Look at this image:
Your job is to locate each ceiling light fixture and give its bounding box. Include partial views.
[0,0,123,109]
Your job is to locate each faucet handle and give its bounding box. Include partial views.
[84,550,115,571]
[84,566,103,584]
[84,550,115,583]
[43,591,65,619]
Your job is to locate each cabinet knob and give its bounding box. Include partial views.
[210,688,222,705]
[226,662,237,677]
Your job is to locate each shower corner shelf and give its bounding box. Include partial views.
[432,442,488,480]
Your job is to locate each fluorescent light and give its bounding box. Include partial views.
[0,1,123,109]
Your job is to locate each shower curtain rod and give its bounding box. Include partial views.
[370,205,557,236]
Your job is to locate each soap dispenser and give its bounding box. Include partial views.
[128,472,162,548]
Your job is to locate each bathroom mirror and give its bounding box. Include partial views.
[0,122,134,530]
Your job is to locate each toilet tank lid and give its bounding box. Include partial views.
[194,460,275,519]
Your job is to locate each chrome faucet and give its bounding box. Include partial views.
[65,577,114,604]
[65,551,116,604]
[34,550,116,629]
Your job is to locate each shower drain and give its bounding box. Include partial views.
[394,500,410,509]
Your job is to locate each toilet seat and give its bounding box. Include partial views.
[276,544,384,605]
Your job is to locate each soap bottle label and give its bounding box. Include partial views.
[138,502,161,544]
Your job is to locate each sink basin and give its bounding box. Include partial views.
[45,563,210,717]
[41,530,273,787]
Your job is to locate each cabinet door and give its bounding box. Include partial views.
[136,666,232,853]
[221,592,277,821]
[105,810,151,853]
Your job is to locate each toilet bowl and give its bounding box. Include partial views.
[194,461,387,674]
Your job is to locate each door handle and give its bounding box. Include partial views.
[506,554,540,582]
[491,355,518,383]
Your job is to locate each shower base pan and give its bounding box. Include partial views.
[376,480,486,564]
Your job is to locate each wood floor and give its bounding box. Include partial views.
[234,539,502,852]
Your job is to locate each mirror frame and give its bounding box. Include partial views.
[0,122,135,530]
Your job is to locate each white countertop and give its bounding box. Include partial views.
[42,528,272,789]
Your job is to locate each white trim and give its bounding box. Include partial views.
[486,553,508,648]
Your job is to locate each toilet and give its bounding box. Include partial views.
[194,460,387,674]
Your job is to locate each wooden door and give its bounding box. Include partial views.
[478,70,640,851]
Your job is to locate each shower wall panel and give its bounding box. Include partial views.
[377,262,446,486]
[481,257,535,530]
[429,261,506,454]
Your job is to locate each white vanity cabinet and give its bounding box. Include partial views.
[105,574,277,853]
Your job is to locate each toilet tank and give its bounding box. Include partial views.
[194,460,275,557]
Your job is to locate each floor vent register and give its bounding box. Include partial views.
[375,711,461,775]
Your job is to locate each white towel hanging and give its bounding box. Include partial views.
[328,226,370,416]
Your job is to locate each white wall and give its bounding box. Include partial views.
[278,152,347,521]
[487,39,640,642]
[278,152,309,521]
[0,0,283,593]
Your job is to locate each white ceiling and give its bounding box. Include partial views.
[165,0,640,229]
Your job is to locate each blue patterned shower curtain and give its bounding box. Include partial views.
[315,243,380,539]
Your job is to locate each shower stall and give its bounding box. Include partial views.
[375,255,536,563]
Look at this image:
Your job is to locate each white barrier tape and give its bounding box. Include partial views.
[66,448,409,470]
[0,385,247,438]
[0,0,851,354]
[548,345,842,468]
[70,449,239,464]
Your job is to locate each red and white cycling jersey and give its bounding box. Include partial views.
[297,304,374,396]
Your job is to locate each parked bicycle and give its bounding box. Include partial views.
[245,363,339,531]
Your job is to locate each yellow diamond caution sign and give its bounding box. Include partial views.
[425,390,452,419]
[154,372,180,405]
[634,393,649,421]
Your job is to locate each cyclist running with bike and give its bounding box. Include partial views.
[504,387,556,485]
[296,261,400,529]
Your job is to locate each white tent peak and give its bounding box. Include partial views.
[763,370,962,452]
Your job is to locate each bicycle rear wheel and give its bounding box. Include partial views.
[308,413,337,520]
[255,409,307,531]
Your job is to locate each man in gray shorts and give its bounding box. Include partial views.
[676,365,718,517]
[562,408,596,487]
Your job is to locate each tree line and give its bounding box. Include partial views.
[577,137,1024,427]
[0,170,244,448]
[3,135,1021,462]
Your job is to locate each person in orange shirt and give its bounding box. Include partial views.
○ ○ ○ ○
To do: Retyping every entry exactly is the whole of the task.

Answer for the task:
Look at this image:
Your job is to locate each ceiling light fixture and give its bounding box. Include partial views.
[0,0,123,109]
Your job is to locate each faucet handle and give its bounding box. Include partial views.
[84,550,115,571]
[84,566,103,584]
[84,550,115,583]
[43,591,65,619]
Your job is to locate each cabinet knob and give its bounding box. Include partial views.
[210,688,222,705]
[226,662,237,677]
Your job is to locate each shower corner shelf and give its bounding box. Include partial views.
[432,442,488,480]
Your job is to locate each fluorescent light and give its bounding box. Include partial views.
[0,1,123,109]
Your job is to locate each shower curtain rod and give its bounding box. Include partial views.
[370,205,557,236]
Your job is to locate each soap dispenser and give its bounding box. Include partial views.
[128,472,162,548]
Your job is to locate each bathroom mirror and give its bounding box. Include partial views.
[0,122,134,530]
Your job is to locate each toilet tank lid and give its bounding box. Include partial views.
[194,460,275,519]
Your job is to locate each chrome faucet and give its bounding box. Include partial views.
[65,577,114,604]
[65,551,116,604]
[34,550,116,629]
Your job is to locate each shower drain and give its bounding box. Include partial views.
[394,500,410,509]
Your job is to locate each toilet seat and give its bounding box. Include partial views.
[276,544,384,605]
Your job is to locate each soap bottle label and give its bounding box. Include partial views.
[138,502,161,544]
Your job is to locate each sink basin and give its bounding box. Include partial views.
[45,563,210,717]
[41,530,273,787]
Your job is to locate each cabinet door and give its bounding box. Include partial views.
[136,666,232,853]
[221,592,277,821]
[105,810,151,853]
Your job is to locate each toilet bowl and give its bounding box. Include partial views.
[194,461,387,674]
Your job is to locate each door handle and give its bounding box. Include partial views.
[506,554,540,582]
[491,355,518,383]
Your job is to locate each shower base pan and give its bounding box. Include partial views.
[376,480,486,564]
Your job is to locate each wood floor and give its bounding box. Include partial views.
[234,539,502,852]
Your job is to locate each mirror frame and give its bounding box. Include partial views.
[0,122,135,530]
Your job is to locate each white countertop and give its bounding box. Include partial views.
[42,528,272,789]
Your job is to locate each white trim and give its bounding box. Include partial views.
[486,553,508,648]
Your job is to locate each toilet and give its bounding box. Include partial views.
[194,460,387,674]
Your job is to locate each wooden door and give its bounding box. Include partial views.
[478,70,640,851]
Your job is to locate each shower wall panel and give its bounding box. Include partial views.
[377,262,446,486]
[481,257,535,530]
[429,261,506,454]
Your job is to locate each white vanity cabinet and give its bounding box. Include partial views.
[105,574,277,853]
Your job is to locate each toilet tank and give its bounding box. Include partial views.
[194,460,275,557]
Your job is to locate each floor vent register and give its bounding box. Include partial views.
[375,711,461,775]
Your job is to locate each white towel hanging and give its bounding box. Include partial views.
[328,226,370,416]
Your job is to locate each white wall and give its bounding box. Include partial views.
[278,152,347,521]
[487,39,640,642]
[278,152,309,521]
[0,0,283,593]
Your job is to locate each white ceiling and give its bounding box. Include partial views.
[165,0,640,229]
Your job is to locate each blue patterned shower curtain and give its bounding box. Include partial views.
[315,243,380,539]
Your job is to locate each shower stall and give its bounding box. Include partial views.
[375,255,536,563]
Look at this image:
Your job is to locate each white barrier tape and give its bounding box. Include partial views.
[66,448,409,470]
[0,385,247,438]
[0,0,851,354]
[548,345,842,468]
[70,449,239,464]
Your job is to locate each red and white cycling jersey and give its bounding box. Include partial views.
[297,304,374,396]
Your job is to locate each parked bicycle and give its bounding box. Include partial views.
[245,363,339,531]
Your job is to locate each yellow diamond caution sign and give its bounding box. Include partial views.
[425,390,452,419]
[154,372,180,405]
[634,393,649,421]
Your job is to locate each cyclist running with bike and give its bounding box. Include partial views.
[504,387,556,485]
[296,261,400,529]
Your job is to locate each white tent peak and give its bounding box. Include partial views.
[763,370,962,452]
Your job is to locate each bicycle rear wheel and give its bounding box. Include partial views.
[308,413,337,520]
[255,409,307,531]
Your job is to locate each man in gray shorts and give its bounding box. Include partial views.
[676,365,718,517]
[562,408,596,487]
Your job is to locate each tree line and give its bounding box. Include partial views.
[577,137,1024,427]
[0,170,244,448]
[3,135,1021,462]
Your job is to locate each person in orange shirt and give its bounding box. Include partial views.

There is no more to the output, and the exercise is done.